§ **Requirement**: Reproduce the entries word for word, and omit any picture you find in them.

_ _ _ _ _ _ _

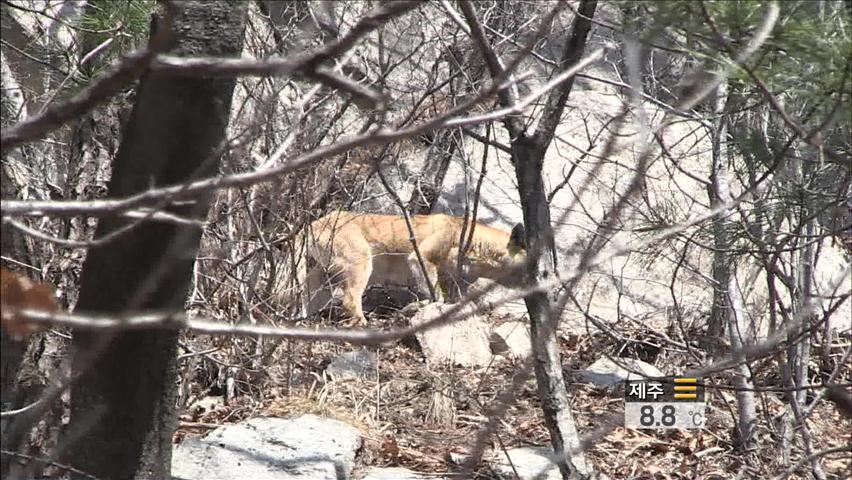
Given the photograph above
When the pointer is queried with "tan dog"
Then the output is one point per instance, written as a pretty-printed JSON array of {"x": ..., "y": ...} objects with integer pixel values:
[{"x": 352, "y": 250}]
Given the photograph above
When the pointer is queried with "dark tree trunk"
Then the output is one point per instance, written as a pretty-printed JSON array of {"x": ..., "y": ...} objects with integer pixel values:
[{"x": 122, "y": 412}]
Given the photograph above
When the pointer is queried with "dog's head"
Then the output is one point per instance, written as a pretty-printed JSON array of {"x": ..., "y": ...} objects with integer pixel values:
[{"x": 493, "y": 259}]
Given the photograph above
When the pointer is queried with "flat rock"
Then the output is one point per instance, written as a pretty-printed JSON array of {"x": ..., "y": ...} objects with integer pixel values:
[
  {"x": 606, "y": 373},
  {"x": 360, "y": 364},
  {"x": 464, "y": 342},
  {"x": 530, "y": 463},
  {"x": 307, "y": 447},
  {"x": 397, "y": 473}
]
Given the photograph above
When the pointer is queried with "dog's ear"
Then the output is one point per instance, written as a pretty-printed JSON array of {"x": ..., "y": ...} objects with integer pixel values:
[{"x": 517, "y": 240}]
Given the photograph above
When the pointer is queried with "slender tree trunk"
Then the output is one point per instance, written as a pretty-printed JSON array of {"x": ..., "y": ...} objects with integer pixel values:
[
  {"x": 728, "y": 306},
  {"x": 122, "y": 415}
]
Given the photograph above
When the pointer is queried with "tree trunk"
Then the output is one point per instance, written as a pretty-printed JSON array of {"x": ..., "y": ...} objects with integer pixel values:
[
  {"x": 122, "y": 412},
  {"x": 728, "y": 307}
]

_ _ _ _ _ _ _

§ **The output**:
Given the photograph above
When the pointer is queried with "tan dog"
Then the output is one point per instance, written as a pretty-printed JSON array of {"x": ..., "y": ...} objects with integer pixel values:
[{"x": 352, "y": 250}]
Given the photograph above
When the pointer is queried with "dark tree trunk"
Then the output is one point per instance, written as a pretty-printed JSON array of {"x": ..., "y": ...} objects with integer pixel values:
[{"x": 122, "y": 412}]
Given the photograph above
When the pointer is queried with "dog's head"
Then the output is one point per instance, written as a pretty-printed JSON array of {"x": ..., "y": ...} objects with integer pixel values:
[{"x": 493, "y": 259}]
Given the photograph above
When the pointer is queried with "flat rock"
Then the output is one point per instance, written as a pretty-printed JSON array of {"x": ..., "y": ...} objects with integer pixel values:
[
  {"x": 606, "y": 373},
  {"x": 360, "y": 364},
  {"x": 464, "y": 342},
  {"x": 530, "y": 463},
  {"x": 307, "y": 447},
  {"x": 397, "y": 473}
]
Given the photograph above
When the pointer is queried with "dog's ear"
Then the output is one point per instance, written as a pretty-printed JSON array of {"x": ..., "y": ...} objects with integer pixel values:
[{"x": 517, "y": 240}]
Given the photograph above
When the pointer is queried with "slender tree trunk"
Then the output is one point per instance, written as a pretty-printed JSON array of {"x": ..., "y": ...} objects with integer pixel values:
[
  {"x": 728, "y": 306},
  {"x": 122, "y": 415}
]
Given the photograph above
When the pointer is queried with "tree trunk"
Then the output is one point per instance, written as a pretty-printed JSON array of {"x": ..., "y": ...} objects with integer pixel values:
[
  {"x": 122, "y": 412},
  {"x": 728, "y": 307}
]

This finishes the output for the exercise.